- Coordinate annotation entries -
• • • • • • •
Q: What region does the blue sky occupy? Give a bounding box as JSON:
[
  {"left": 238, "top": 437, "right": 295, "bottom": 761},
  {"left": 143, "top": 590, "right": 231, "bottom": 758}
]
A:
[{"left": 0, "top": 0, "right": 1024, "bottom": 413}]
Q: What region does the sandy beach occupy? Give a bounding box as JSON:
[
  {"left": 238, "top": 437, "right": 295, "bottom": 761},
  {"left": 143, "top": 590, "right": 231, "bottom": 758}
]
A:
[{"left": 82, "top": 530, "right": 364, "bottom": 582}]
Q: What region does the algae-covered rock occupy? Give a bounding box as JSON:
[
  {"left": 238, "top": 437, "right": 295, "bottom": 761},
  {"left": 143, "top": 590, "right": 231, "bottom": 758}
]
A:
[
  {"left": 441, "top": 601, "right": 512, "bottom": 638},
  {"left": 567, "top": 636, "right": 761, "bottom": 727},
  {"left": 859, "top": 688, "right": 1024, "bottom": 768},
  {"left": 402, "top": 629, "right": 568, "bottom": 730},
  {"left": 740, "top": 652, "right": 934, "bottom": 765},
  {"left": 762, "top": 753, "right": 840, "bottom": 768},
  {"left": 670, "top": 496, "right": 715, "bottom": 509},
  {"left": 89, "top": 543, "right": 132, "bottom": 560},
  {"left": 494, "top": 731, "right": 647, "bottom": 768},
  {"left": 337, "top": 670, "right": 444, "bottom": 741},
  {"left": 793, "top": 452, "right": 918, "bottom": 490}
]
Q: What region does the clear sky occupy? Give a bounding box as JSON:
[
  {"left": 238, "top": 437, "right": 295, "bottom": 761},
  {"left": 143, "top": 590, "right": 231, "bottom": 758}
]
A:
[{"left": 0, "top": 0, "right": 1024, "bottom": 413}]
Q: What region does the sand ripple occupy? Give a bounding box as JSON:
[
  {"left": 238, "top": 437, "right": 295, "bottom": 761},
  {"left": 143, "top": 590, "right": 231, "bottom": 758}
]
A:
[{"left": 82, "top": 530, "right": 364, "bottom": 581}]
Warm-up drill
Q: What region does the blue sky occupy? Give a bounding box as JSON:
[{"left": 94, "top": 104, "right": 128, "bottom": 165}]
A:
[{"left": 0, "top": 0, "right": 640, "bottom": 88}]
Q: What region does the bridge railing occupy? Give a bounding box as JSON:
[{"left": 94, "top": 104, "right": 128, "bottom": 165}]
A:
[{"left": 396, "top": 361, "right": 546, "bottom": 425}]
• • • • • • •
- What needs to be done -
Render each line of the material above as a JSON array of strings, one string per line, with blank lines skipped.

- Response -
[
  "Q: What region does the blue sky occupy? Give a bounding box as JSON:",
  "[",
  "  {\"left\": 238, \"top\": 437, \"right\": 295, \"bottom\": 761},",
  "  {\"left\": 143, \"top\": 590, \"right\": 231, \"bottom\": 758}",
  "]",
  "A:",
  "[{\"left\": 0, \"top\": 0, \"right\": 1024, \"bottom\": 413}]",
  "Q: What region does the sandy beach occupy? Give a bounding box as JSON:",
  "[",
  "  {\"left\": 238, \"top\": 437, \"right\": 295, \"bottom\": 761},",
  "  {\"left\": 143, \"top\": 590, \"right\": 231, \"bottom\": 758}",
  "]",
  "A:",
  "[{\"left\": 82, \"top\": 530, \"right\": 364, \"bottom\": 582}]",
  "Q: What region does the algae-covered rock occupy? Give a bounding box as JSON:",
  "[",
  "  {\"left\": 238, \"top\": 437, \"right\": 295, \"bottom\": 761},",
  "  {\"left\": 143, \"top\": 590, \"right\": 231, \"bottom\": 758}",
  "]",
  "A:",
  "[",
  "  {\"left\": 441, \"top\": 601, \"right\": 512, \"bottom\": 638},",
  "  {\"left\": 567, \"top\": 636, \"right\": 761, \"bottom\": 727},",
  "  {\"left\": 859, \"top\": 688, \"right\": 1024, \"bottom\": 768},",
  "  {\"left\": 402, \"top\": 629, \"right\": 568, \"bottom\": 730},",
  "  {\"left\": 740, \"top\": 652, \"right\": 934, \"bottom\": 765},",
  "  {\"left\": 762, \"top\": 753, \"right\": 840, \"bottom\": 768},",
  "  {\"left\": 670, \"top\": 496, \"right\": 715, \"bottom\": 509},",
  "  {\"left\": 89, \"top\": 543, \"right\": 132, \"bottom\": 560},",
  "  {\"left\": 494, \"top\": 731, \"right\": 647, \"bottom\": 768},",
  "  {\"left\": 337, \"top\": 670, \"right\": 444, \"bottom\": 741},",
  "  {\"left\": 793, \"top\": 452, \"right\": 918, \"bottom\": 490}",
  "]",
  "Q: What region does the clear sky occupy? Give a bounding box as JSON:",
  "[",
  "  {\"left\": 238, \"top\": 437, \"right\": 295, \"bottom\": 761},",
  "  {\"left\": 143, \"top\": 590, \"right\": 231, \"bottom\": 758}",
  "]",
  "A:",
  "[{\"left\": 0, \"top\": 0, \"right\": 1024, \"bottom\": 413}]",
  "Q: What region does the sand ripple occupy? Give a bounding box as JSON:",
  "[",
  "  {\"left\": 238, \"top\": 437, \"right\": 295, \"bottom\": 761},",
  "  {\"left\": 143, \"top\": 590, \"right\": 231, \"bottom\": 758}",
  "]",
  "A:",
  "[{\"left\": 82, \"top\": 530, \"right\": 364, \"bottom\": 581}]",
  "Warm-up drill",
  "Q: What region does the blue sky occupy? Give a bounding box as JSON:",
  "[{\"left\": 94, \"top\": 104, \"right\": 128, \"bottom\": 165}]",
  "A:",
  "[{\"left\": 0, \"top\": 0, \"right\": 640, \"bottom\": 88}]",
  "Q: What region does the bridge railing occupy? Give a bounding box as JSON:",
  "[{\"left\": 94, \"top\": 104, \"right\": 128, \"bottom\": 165}]",
  "A:",
  "[{\"left\": 396, \"top\": 361, \"right\": 546, \"bottom\": 425}]"
]